PITTSBURGH -- The NFL knew this was going to happen. In a global pandemic, preventing everyone players, coach and staff members from contracting a potentially deadly virus was so impossible no one could've believed that's how the season would go.
Three weeks is honestly a long time. Yeah, there were positive tests here and there, but the league had their outbreak under control for the most part.
Then it happened.
This weekend, four teams will not play due to COVID-19 outbreaks. The Tennessee Titans became the first team to shut down their week due to multiple positive tests.
The NFL's plan was put into place immediately. The Steelers vs. Titans game was moved to Monday or Tuesday, and everyone expected the outbreak to be contained after examining the players who tested positive and their contact throughout the Week 3 weekend.
Once more tests came back positive, the league rescheduled the game to Week 7, bouncing the Steelers' matchup with the Baltimore Ravens to Week 8 and giving Tennessee and Pittsburgh the weekend off as a Bye Week.
Now, here's everything that's been wrong with the cancellation:
For starters, the Steelers had to practice two out of their four practice days because of the uncertainty of the decision. Not only is Week 4 Bye a terrible situation to be in after having only a month to prepare for a 16 game season and an additional playoff team, but it wasn't even a full week off.
The players tested their bodies for two days, watched film and scouted the Titans for four days, and found out the game was canceled and had the rest of the week off.
I'm not an NFL player, but it's hard to believe the Bye Week is spent scouting the team you won't be playing for three weeks and practicing for two days.
The Steelers will now play 13 games straight before the postseason, without a full Bye Week. Mike Tomlin can say they don't care all he wants, the players aren't satisfied with learning it's their rest week halfway through.
Next is the possibility that the Titans don't play in Week 5, either. Right now, they're at 20 members of the team with positive COVID-19 tests (10 players, 10 staff). Right now, their facilities are shut down until at least Wednesday as long as no more positive results come back before then.
But if we've learned anything, it's that this virus really does take a few days to appear in a test. The Titans have had new positive tests nearly every day since their original Tuesday outbreak of eight.
No amount of daily testing can detect a virus that takes 5-7 days to show itself. For the Titans being shut down, it's a better opportunity that they can't control it, but they aren't the only teams in trouble.
Cam Newton tested positive on Saturday, and now we wait and see if anyone else in New England contracted it. All the Patriots' tests came back negative on Saturday, but if we're seeing an increase throughout the week in Tennessee, what makes us believe it's not manifesting itself for an outbreak on Monday morning in New England?
And lastly, the realism of it all.

▶ _Prompt_:
Copy the part of the article on the Steelers-Titans cancellation starting with "PITTSBURGH -- The" and going on through "the most part.", replacing "pandemic" with "health crisis".

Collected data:

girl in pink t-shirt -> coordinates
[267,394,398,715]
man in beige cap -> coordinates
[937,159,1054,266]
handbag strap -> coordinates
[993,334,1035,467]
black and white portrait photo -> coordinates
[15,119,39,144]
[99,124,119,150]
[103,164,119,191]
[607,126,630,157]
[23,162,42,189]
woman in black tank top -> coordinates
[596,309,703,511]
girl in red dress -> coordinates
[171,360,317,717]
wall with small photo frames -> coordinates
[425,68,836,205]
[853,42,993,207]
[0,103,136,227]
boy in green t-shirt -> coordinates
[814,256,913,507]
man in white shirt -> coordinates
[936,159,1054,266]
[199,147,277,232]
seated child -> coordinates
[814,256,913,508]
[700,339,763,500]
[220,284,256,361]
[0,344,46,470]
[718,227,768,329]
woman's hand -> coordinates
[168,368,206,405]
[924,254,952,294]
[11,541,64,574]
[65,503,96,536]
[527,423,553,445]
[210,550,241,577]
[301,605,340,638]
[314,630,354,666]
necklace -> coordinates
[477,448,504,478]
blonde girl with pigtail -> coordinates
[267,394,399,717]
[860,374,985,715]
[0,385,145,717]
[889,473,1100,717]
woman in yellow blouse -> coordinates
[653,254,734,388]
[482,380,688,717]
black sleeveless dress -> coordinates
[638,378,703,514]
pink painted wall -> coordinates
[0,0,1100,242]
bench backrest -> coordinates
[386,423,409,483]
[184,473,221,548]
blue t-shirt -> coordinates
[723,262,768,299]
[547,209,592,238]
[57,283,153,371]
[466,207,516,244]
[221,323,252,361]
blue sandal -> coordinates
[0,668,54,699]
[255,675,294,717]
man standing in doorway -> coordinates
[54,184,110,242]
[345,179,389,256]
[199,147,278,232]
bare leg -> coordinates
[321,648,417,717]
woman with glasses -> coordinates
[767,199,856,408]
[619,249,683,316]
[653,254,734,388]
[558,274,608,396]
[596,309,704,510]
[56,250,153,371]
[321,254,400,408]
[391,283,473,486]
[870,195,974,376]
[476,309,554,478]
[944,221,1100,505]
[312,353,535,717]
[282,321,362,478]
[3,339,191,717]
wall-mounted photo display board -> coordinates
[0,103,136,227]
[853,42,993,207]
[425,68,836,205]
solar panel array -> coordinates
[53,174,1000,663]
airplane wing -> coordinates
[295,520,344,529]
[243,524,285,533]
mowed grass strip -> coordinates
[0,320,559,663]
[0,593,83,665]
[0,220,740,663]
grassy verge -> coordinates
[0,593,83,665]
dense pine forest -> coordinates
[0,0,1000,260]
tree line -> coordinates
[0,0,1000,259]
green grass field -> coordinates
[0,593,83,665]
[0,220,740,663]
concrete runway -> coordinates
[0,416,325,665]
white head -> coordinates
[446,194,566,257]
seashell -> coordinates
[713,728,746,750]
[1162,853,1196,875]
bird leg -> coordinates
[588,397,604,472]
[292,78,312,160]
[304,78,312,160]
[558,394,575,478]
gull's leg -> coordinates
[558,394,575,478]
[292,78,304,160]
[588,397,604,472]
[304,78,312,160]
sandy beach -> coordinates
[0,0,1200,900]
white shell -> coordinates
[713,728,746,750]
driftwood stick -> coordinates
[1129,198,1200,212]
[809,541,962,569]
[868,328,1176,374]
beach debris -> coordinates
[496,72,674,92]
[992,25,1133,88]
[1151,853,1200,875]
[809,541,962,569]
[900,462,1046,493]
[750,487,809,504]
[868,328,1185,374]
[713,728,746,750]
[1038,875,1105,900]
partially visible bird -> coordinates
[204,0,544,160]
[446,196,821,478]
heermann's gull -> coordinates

▶ _Reply to the task_:
PITTSBURGH -- The NFL knew this was going to happen. In a global health crisis, preventing everyone players, coach and staff members from contracting a potentially deadly virus was so impossible no one could've believed that's how the season would go.
Three weeks is honestly a long time. Yeah, there were positive tests here and there, but the league had their outbreak under control for the most part.